Raw records:

------------

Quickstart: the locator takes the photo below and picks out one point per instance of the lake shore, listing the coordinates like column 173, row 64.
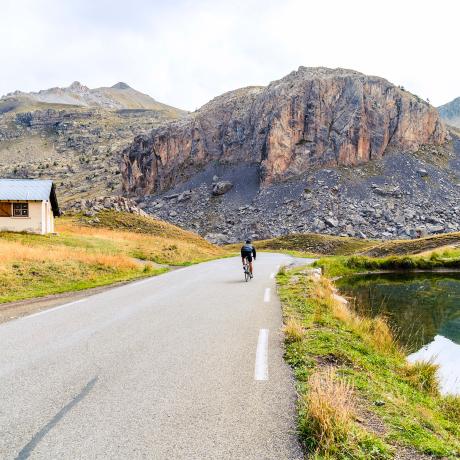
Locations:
column 358, row 395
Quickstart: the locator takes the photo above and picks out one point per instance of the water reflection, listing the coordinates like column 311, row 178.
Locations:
column 423, row 309
column 446, row 354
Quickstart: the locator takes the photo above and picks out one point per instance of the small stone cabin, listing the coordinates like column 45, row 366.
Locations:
column 28, row 205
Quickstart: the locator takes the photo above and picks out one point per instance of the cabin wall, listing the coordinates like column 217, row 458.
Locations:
column 34, row 223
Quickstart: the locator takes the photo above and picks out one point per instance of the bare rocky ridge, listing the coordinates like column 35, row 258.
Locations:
column 312, row 117
column 74, row 135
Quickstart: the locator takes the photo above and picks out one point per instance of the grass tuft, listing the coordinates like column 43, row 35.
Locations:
column 293, row 330
column 422, row 375
column 328, row 408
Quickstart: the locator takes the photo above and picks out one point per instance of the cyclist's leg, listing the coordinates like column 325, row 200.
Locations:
column 250, row 259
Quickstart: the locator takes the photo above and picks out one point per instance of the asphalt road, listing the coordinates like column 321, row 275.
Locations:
column 187, row 365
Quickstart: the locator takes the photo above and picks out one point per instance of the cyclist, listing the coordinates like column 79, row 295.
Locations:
column 248, row 251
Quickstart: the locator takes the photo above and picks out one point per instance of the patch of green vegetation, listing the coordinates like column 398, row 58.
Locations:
column 416, row 246
column 358, row 396
column 313, row 243
column 337, row 266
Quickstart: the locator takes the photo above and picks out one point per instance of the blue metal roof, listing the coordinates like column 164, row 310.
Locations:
column 25, row 189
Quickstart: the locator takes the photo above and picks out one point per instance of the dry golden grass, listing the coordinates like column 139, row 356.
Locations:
column 329, row 406
column 17, row 252
column 81, row 256
column 293, row 330
column 374, row 331
column 166, row 244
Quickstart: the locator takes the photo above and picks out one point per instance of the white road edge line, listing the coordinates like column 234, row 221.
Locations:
column 261, row 366
column 53, row 309
column 267, row 295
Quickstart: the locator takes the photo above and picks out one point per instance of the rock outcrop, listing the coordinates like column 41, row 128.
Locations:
column 450, row 112
column 92, row 206
column 312, row 117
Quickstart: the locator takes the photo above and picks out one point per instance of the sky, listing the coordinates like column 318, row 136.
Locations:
column 184, row 53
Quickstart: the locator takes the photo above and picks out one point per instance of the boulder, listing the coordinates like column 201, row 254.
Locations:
column 221, row 187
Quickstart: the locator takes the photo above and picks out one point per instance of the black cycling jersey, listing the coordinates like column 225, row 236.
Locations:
column 248, row 250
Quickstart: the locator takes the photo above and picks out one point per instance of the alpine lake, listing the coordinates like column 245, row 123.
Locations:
column 423, row 310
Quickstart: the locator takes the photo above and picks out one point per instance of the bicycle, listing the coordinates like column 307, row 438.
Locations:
column 247, row 273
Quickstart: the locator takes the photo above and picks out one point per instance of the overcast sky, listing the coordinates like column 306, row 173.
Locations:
column 185, row 52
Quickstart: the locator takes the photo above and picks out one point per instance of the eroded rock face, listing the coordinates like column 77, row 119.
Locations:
column 311, row 117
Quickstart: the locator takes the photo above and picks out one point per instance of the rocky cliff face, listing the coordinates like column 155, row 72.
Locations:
column 450, row 112
column 312, row 117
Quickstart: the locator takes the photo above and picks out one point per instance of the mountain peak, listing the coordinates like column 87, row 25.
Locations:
column 121, row 85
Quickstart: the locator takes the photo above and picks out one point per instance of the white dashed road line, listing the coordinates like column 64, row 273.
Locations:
column 267, row 295
column 261, row 366
column 52, row 310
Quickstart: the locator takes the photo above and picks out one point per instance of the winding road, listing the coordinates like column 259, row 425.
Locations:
column 187, row 365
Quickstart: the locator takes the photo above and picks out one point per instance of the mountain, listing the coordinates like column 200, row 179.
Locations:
column 116, row 97
column 312, row 117
column 450, row 112
column 74, row 135
column 329, row 150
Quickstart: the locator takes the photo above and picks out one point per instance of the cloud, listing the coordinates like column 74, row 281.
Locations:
column 184, row 53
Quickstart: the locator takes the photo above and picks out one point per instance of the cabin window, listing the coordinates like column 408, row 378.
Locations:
column 5, row 209
column 21, row 209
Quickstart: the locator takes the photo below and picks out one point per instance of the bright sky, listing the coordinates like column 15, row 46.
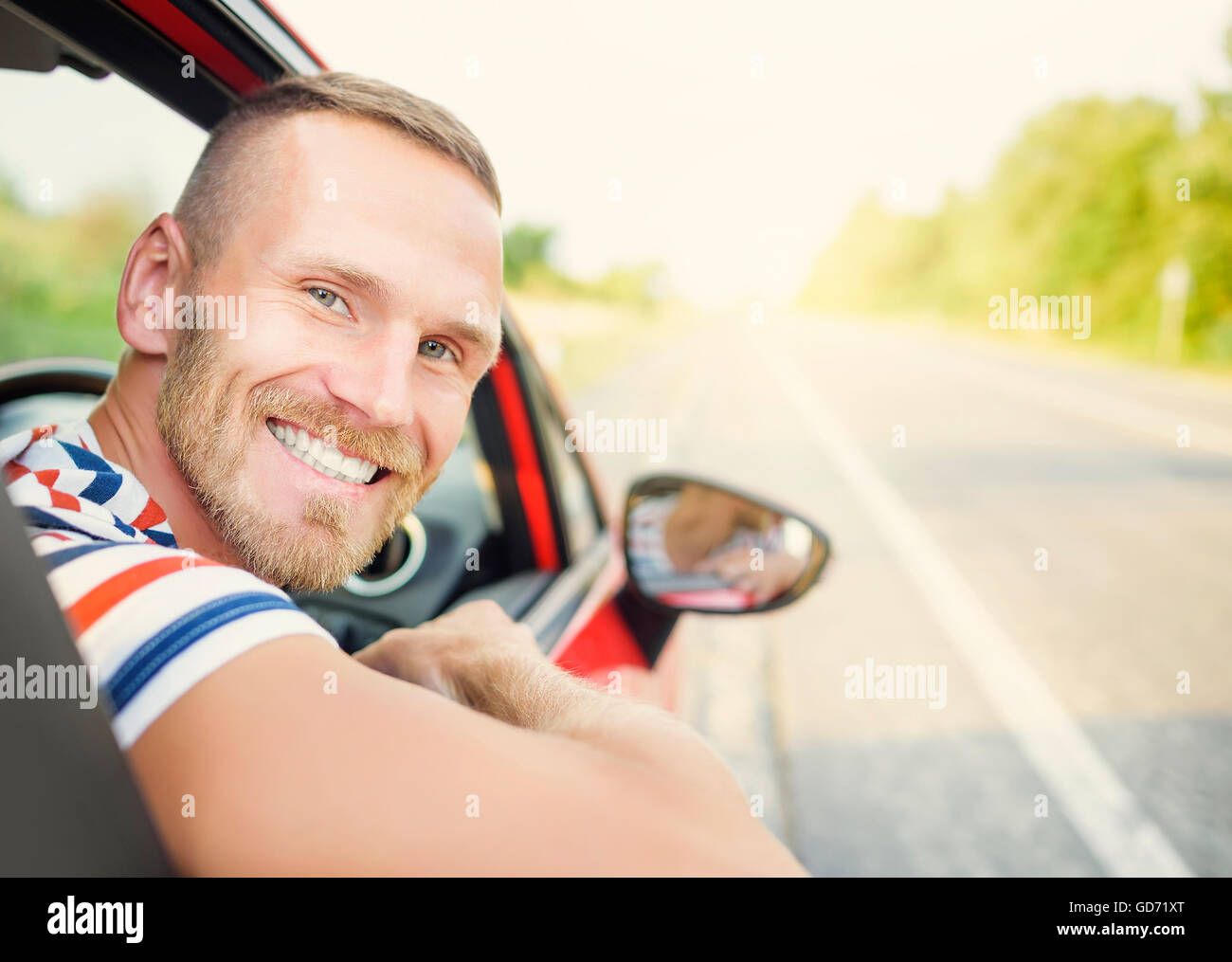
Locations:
column 737, row 135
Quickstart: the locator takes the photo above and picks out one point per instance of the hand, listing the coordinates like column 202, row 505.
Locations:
column 456, row 654
column 777, row 572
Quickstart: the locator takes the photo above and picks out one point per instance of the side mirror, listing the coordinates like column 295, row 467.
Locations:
column 695, row 546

------------

Instruction:
Set the listing down in full and exactly. Pictures within it should not appear in the copy.

Finished exercise:
Quickstart: the locator takes the photo below and picks out one point per instance of the lake shore, listing the coordinates like column 173, row 64.
Locations:
column 358, row 395
Quickstart: the locator takes the photo above and picks out one point per instance of the water reflection, listing the coordinates like column 311, row 178.
Locations:
column 423, row 309
column 446, row 354
Quickstart: the locator takes the photo above and picks out one point per instance of the small stone cabin, listing the coordinates like column 45, row 366.
Locations:
column 28, row 205
Quickstart: the locator takes the photo above and picks out one point per instance of the cabin wall, listing the coordinates like column 217, row 458.
Locations:
column 34, row 223
Quickstart: the locator takes the photo above and picks out one point per instance of the bare rocky ridge, listing the coordinates like column 35, row 258.
Locations:
column 312, row 117
column 74, row 135
Quickstart: the locator takes the photo above and picks out one point per instance of the grass tuft, listing the coordinates like column 43, row 35.
Locations:
column 293, row 330
column 422, row 375
column 328, row 408
Quickstart: the locator takes the photo above and picks out one point per instance of the cyclist's leg, listing the coordinates like column 325, row 200.
Locations:
column 250, row 259
Quickstart: the locator takes the photo above and picks out one point per instance of the asphalt road, listing the coordinates like column 321, row 275.
Locations:
column 187, row 365
Quickstart: the locator takes the photo above and picks out one point per instance of the cyclist, listing the coordinates like column 79, row 295.
Locations:
column 248, row 251
Quickstart: the locator takes the photo above and picks out one point per instance of the patch of green vegetation, listing the coordinates like column 398, row 58.
Locations:
column 416, row 246
column 358, row 396
column 313, row 243
column 337, row 266
Quickstart: the locator takes the photo above and picks out one point per instance of the blue metal roof, listing the coordinates like column 164, row 310.
Locations:
column 25, row 189
Quickstart: the locator takes the photo above and picks out one point per instance of the dry golden grass, listing the coordinates like column 139, row 356.
Locations:
column 329, row 406
column 17, row 252
column 81, row 256
column 293, row 330
column 374, row 331
column 166, row 244
Quickstart: the locator takes the photo above and picks out one point per instance of the white road edge line, listing the coordinates like column 234, row 221.
Locations:
column 261, row 366
column 53, row 309
column 267, row 295
Quickstart: the locator takes the photo above and picks out one point per instance of the rock outcrop, listing the coordinates like column 41, row 128.
Locations:
column 450, row 112
column 92, row 206
column 312, row 117
Quickstart: the locator takes the photo above and picks out one point per instance of the sky, listing the coordinates like column 318, row 136.
Locations:
column 184, row 53
Quickstart: the locator takes the photo above and picks out one point per instance of the boulder, listing the coordinates like column 201, row 254.
Locations:
column 221, row 187
Quickstart: the locator takes the photo above and picks out one point per instance of the black cycling jersey, listing the coordinates like column 225, row 236.
Locations:
column 248, row 250
Quickstart: the locator takes the photo above and picks out one point per instance of the alpine lake, listing the coordinates like column 245, row 123.
Locations:
column 423, row 310
Quickstart: the locator takes the photo above and picks out one point per instance of the bicycle, listing the coordinates like column 307, row 438.
Locations:
column 247, row 273
Quickstart: the locator takes the photo above and picks out one point per instance of the overcast sky, listing the coordinates like column 306, row 173.
Locations:
column 185, row 52
Quickstart: the locator takes the photo above and picks out one point per instance of the eroded rock face, listing the coordinates like column 77, row 119.
Locations:
column 311, row 117
Quickstart: the locator takes the photo above and picks out one point per instance of the rocky cliff face, listing the coordinates like column 155, row 72.
Locations:
column 450, row 112
column 312, row 117
Quickstart: the locator takes the photo above and picks out one point per instance of the mountain peak, listing the coordinates like column 87, row 25.
Locations:
column 121, row 85
Quickstart: the locator takes the photo above and picks out one point per instance of the white dashed road line, listing the coordinates like column 64, row 273.
Locations:
column 267, row 295
column 261, row 366
column 52, row 310
Quickstart: the locator takes the photo above and picks out one point per instance of the winding road, listing the coordinates like column 259, row 425.
Locations:
column 187, row 365
Quickstart: the locator takes the photo above and picks out one point per instance of the mountain, listing the coordinates like column 200, row 179.
Locations:
column 116, row 97
column 312, row 117
column 450, row 112
column 74, row 135
column 329, row 150
Quickstart: the locator takes the photo above and picks out one point per instance of the cloud, listing the coordinates like column 74, row 281.
Locations:
column 184, row 53
Quickstart: the locator takes the photo above and picks out one point per instance of the cabin window, listing the coordinates like column 408, row 378.
Locations:
column 5, row 209
column 21, row 209
Quickstart: the locator takes the photo below and picks out one point per instance of the bright sky, listing the coordinates like column 15, row 46.
Locations:
column 737, row 135
Quickstart: the locator takes the photo above and picks out one point per instance of the hand, listing the coordinates like column 202, row 505.
Locations:
column 456, row 654
column 777, row 572
Quickstart: the locator takes the photo above and picks out one point per instance of the side mirror, listing the coordinates like column 295, row 467.
Locations:
column 695, row 546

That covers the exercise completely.